> **Extracted text**:
* * * * *
Anyako has a senior high school and three basic and junior high schools. The second cycle institutions is known as Anyako Secondary School, which is a formerly known as Anlo Awoamefia School. The basic and junior schools are E.P. Basic School, A.A. Fia/L.A. Basic and Junior Schools, and R.C. Basic and Junior Schools.

== Notable people ==
- John Willie Kofi Harlley was Ghana's first Inspector General of Police of the Ghana Police Service (IGP). He was the deputy chairman of the NLC government and also served in multiple ministerial roles including serving as Minister for Foreign Affairs and Minister for the Interior.
- El Anatsui is a contemporary artist. He has lived in Nigeria since 1975. He was awarded the Golden Lion for Life Achievement at the Venice Biennale (2015) and has received honorary degrees from Harvard University, University of Cape Town, and Kwame Nkrumah University of Science and Technology, Accra.
- Komla Agbeli Gbedemah was a Ghanaian politician and Minister for Finance in Ghana's Nkrumah government between 1954 and 1961.
* * * * *
> **Material shown**:
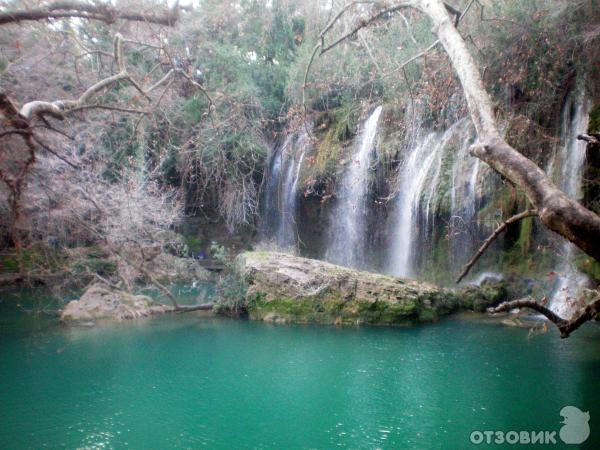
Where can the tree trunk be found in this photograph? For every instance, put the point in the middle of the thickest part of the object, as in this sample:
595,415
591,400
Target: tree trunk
557,211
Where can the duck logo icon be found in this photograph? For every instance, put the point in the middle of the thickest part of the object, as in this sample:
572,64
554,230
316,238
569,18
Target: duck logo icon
575,429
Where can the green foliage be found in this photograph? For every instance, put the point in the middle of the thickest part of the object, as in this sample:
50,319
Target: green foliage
232,286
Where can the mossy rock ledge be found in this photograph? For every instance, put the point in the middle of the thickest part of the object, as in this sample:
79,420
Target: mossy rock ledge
101,303
283,288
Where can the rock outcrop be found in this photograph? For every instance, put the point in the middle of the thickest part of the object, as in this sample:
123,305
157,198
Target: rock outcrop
285,288
100,302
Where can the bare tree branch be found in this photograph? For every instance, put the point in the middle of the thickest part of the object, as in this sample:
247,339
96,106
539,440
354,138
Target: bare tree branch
494,235
104,12
565,327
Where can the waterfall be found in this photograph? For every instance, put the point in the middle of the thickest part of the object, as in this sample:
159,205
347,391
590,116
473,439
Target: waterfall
281,197
348,219
419,184
570,159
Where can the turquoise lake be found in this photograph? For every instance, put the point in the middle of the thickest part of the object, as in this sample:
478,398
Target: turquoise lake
192,381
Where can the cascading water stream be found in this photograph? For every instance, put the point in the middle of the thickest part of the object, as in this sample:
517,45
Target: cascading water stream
348,219
571,161
281,195
417,188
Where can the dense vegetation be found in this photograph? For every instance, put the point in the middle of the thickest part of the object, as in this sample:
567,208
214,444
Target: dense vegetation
201,147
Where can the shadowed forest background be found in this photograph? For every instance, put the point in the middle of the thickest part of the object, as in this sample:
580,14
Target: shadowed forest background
228,130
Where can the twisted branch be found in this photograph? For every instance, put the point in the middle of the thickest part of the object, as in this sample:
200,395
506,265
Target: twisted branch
494,235
565,327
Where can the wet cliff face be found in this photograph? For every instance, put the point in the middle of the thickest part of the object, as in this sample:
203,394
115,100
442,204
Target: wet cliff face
412,201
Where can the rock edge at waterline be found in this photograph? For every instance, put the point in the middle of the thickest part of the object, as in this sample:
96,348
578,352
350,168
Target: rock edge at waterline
283,288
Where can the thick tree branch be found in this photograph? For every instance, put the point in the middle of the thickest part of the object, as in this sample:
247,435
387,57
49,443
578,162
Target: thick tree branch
492,237
557,211
104,12
565,327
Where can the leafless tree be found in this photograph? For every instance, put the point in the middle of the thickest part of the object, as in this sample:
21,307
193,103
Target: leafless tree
552,206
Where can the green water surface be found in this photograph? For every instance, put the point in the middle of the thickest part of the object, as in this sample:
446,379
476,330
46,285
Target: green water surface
191,381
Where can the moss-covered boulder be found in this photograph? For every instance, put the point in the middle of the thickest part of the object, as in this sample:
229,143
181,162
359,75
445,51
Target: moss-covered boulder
285,288
100,302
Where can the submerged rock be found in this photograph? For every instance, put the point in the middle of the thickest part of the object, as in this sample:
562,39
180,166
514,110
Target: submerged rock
286,288
100,302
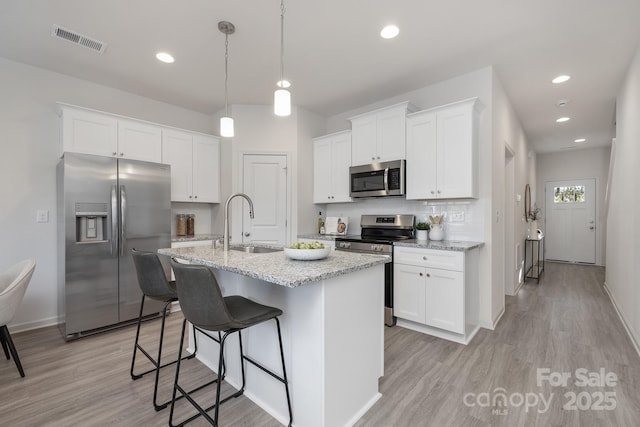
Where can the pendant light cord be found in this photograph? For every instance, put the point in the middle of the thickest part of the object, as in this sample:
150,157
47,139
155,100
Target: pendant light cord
281,83
226,74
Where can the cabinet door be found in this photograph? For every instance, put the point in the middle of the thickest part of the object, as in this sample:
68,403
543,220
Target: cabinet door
139,141
391,134
364,140
89,133
341,160
177,151
409,292
322,166
206,169
456,152
421,156
445,299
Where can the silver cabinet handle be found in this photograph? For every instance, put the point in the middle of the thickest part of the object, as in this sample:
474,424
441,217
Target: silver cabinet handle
386,180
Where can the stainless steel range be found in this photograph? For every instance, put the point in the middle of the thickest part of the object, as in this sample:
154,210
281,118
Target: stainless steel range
377,237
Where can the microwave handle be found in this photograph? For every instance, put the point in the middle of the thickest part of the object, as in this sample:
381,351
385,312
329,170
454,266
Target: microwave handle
386,180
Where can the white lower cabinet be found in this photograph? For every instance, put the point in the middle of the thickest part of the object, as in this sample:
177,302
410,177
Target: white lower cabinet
436,292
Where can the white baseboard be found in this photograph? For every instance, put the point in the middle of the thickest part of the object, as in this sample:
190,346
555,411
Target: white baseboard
36,324
621,316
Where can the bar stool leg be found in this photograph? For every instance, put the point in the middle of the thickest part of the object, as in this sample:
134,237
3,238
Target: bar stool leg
284,372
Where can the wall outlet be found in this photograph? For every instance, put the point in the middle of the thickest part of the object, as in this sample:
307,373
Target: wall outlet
42,216
456,216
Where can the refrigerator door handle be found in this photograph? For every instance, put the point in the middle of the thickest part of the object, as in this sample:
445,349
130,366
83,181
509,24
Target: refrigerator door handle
114,222
123,216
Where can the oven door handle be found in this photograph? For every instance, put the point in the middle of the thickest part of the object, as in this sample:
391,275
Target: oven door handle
386,180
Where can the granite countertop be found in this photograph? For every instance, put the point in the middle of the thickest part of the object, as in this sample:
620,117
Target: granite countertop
196,237
442,245
318,236
276,267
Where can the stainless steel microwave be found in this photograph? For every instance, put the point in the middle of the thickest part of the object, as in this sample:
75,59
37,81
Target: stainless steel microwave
377,179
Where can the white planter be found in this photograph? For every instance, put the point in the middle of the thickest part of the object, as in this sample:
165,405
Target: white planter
422,234
437,232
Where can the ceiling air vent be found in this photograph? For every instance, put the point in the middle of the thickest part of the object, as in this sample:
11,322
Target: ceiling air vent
78,39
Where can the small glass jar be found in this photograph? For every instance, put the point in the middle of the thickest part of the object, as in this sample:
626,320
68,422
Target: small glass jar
181,224
191,225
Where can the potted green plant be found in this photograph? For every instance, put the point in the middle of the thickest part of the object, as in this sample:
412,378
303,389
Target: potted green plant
422,230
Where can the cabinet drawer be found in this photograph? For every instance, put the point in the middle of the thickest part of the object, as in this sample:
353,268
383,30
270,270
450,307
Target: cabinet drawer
432,258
* * * * *
> **Tasks**:
A - Please quote the Anyako text from "Anyako has a" through "for the Interior.".
B - Decide whether each statement agrees with the Anyako text, and answer yes or no with the deciding words from the text: (i) El Anatsui has lived in Nigeria since 1975. (ii) Komla Agbeli Gbedemah served as Minister for the Interior. (iii) Anyako has two senior high schools.
C - Proceed with the Anyako text from its last sentence.

> **Responses per task**:
A -
Anyako has a senior high school and three basic and junior high schools. The second cycle institutions is known as Anyako Secondary School, which is a formerly known as Anlo Awoamefia School. The basic and junior schools are E.P. Basic School, A.A. Fia/L.A. Basic and Junior Schools, and R.C. Basic and Junior Schools.

== Notable people ==
- John Willie Kofi Harlley was Ghana's first Inspector General of Police of the Ghana Police Service (IGP). He was the deputy chairman of the NLC government and also served in multiple ministerial roles including serving as Minister for Foreign Affairs and Minister for the Interior.

B -
(i) Yes: "He has lived in Nigeria since 1975."
(ii) No: "Minister for Finance in Ghana's Nkrumah government between 1954 and 1961."
(iii) No: "Anyako has a senior high school and three basic and junior high schools."

C -
- Alex Segbefia - Deputy Chief of Staff and Minister of Health during Atta Mills and John Mahama's government respectively.
- Ignatius Kutu Acheampong - Former Military Leader and Head of State of Ghana.
- Isaac Dogboe - Former World Boxing Organization super bantamweight champion.
- Corporal Patrick Gagbale Attipoe- He was a Ghanaian ex-serviceman and veteran of World War II. He was one of the three veterans shot dead by Major Imray. while on their way to present a petition to Sir Gerald Creasy who was Governor of Gold Coast at the time. The death of these three ex-servicemen led to the 1948 Accra Riots. In his loving memory, his statue has been unveiled at Kpota.